■ WHAT IS ASKED:
[1] Print the stretch of the General Motors bailout passage from "In urging Congress" through "in New York.".
[2] In the General Motors bailout passage, where did GM rank among advertisers in this year's first half?

■ TEXT BLOCK:
******************************

US House Speaker Nancy Pelosi has thrown her support behind the premise that General Motors Corp, the largest US automaker, is too big to be allowed to fail.

In urging Congress to enact emergency aid for the ailing auto industry, Pelosi rejected calls to let GM collapse and sided with the company and its allies in trying to prevent a "devastating" domino effect that would cost millions of jobs.

"Trying to reorganize the auto industry in bankruptcy would be as close to reorganizing the whole US economy as you could get," said Alan Gover, a bankruptcy lawyer with White & Case LLP in New York.

"The vast supply chain involves thousands of businesses, millions of existing jobs and just as many retirees, as well as whole communities and states."

Passage of an industry bailout plan may keep GM from running out of operating cash by year's end, which it says may happen without US help. GM is the second-biggest provider of private healthcare benefits and was the third-biggest advertiser in this year's first half.

******************************

■ GIVEN ENTRIES:

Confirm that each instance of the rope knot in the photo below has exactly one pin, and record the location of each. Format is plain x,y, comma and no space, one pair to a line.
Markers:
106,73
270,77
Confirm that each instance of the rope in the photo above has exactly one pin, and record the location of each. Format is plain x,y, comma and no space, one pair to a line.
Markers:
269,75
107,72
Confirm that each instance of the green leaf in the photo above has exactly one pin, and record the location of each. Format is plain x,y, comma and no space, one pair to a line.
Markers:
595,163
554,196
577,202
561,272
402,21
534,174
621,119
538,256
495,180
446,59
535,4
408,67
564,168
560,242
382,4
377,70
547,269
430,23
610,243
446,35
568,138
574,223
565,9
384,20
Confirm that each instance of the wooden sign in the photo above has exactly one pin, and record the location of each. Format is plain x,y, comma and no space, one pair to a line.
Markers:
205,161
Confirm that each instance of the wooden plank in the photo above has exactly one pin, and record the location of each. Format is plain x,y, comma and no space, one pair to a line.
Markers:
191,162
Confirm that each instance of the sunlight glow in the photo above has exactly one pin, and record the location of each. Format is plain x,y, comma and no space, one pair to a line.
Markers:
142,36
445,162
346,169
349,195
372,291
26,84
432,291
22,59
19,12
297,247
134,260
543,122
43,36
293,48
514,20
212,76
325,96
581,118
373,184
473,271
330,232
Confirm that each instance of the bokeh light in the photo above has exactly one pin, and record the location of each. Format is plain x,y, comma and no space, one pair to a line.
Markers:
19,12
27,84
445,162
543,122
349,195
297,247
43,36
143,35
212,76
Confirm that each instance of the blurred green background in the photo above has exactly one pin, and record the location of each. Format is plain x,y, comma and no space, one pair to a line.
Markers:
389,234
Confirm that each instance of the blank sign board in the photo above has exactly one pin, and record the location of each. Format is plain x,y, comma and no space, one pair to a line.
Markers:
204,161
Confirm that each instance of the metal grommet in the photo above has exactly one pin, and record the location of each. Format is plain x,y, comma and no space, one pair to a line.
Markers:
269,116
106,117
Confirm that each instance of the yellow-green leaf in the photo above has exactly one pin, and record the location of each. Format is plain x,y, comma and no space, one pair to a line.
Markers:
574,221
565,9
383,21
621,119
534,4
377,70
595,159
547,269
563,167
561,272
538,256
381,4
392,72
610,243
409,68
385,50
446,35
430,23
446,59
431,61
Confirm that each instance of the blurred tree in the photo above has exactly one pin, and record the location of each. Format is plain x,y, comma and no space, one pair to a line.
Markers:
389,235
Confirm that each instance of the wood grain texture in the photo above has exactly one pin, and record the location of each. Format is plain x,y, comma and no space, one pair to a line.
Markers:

******************************

■ WRITTEN RESPONSES:
[1]
In urging Congress to enact emergency aid for the ailing auto industry, Pelosi rejected calls to let GM collapse and sided with the company and its allies in trying to prevent a "devastating" domino effect that would cost millions of jobs.

"Trying to reorganize the auto industry in bankruptcy would be as close to reorganizing the whole US economy as you could get," said Alan Gover, a bankruptcy lawyer with White & Case LLP in New York.

[2] GM was the third-biggest advertiser.